>> Begin Entries shown
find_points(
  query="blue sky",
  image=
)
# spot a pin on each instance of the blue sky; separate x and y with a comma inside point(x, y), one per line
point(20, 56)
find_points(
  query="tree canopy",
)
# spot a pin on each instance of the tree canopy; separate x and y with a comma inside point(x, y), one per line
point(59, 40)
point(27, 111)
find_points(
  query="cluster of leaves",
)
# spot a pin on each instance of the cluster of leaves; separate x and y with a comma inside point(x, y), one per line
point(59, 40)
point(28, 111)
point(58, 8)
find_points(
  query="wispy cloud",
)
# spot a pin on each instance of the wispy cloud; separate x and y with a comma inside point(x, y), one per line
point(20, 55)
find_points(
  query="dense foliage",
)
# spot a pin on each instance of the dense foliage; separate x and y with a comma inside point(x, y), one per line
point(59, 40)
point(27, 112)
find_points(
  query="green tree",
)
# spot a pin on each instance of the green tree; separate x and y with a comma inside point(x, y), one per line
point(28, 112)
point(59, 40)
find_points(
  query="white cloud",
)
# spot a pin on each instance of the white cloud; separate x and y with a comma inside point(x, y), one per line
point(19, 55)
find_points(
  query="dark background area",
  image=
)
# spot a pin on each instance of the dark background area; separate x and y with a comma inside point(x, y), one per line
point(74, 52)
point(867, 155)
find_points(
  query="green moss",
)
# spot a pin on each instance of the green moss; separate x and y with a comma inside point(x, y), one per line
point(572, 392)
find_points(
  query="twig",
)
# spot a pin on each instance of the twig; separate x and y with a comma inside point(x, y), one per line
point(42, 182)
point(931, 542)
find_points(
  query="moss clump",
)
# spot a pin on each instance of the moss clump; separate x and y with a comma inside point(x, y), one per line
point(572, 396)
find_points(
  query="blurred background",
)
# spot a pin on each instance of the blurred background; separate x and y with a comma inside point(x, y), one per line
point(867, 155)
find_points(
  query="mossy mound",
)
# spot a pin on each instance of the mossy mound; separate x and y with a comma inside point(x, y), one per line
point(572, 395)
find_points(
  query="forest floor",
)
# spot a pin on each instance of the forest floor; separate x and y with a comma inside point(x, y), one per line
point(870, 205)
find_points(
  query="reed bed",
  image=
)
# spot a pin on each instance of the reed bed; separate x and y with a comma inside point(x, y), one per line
>> End Entries shown
:: Work to do ::
Reproduce the stretch of data from the beginning through the line containing "point(19, 55)", requests included, and shift every point coordinate up by 116.

:: Task response ::
find_points(
  query="blue sky",
  image=
)
# spot a pin on each instance of the blue sky; separate x and y with a comma inside point(x, y), one per line
point(136, 172)
find_points(
  query="tree canopy",
)
# spot a pin on each instance of the tree canopy; separate x and y with a comma inside point(x, y), one per line
point(175, 156)
point(143, 227)
find_points(
  query="cluster of leaves",
)
# spot a pin on each instance of the cluster of leaves; separate x and y with a comma inside point(x, y), one per line
point(175, 156)
point(144, 227)
point(174, 124)
find_points(
  query="wispy cloud",
)
# spot a pin on each instance of the wispy cloud; separate x and y with a comma inside point(x, y), one per line
point(136, 171)
find_points(
  query="dense foliage",
)
# spot a pin on each instance of the dense foliage; separate x and y with a comma inside point(x, y), one per line
point(175, 156)
point(143, 228)
find_points(
  query="green tree",
)
# spot a pin on each instance of the green tree; separate x and y with a comma inside point(x, y), one per line
point(144, 228)
point(175, 156)
find_points(
  query="white cloud",
)
# spot a pin on each instance of the white cloud; separate x and y with a comma inside point(x, y), one per line
point(135, 171)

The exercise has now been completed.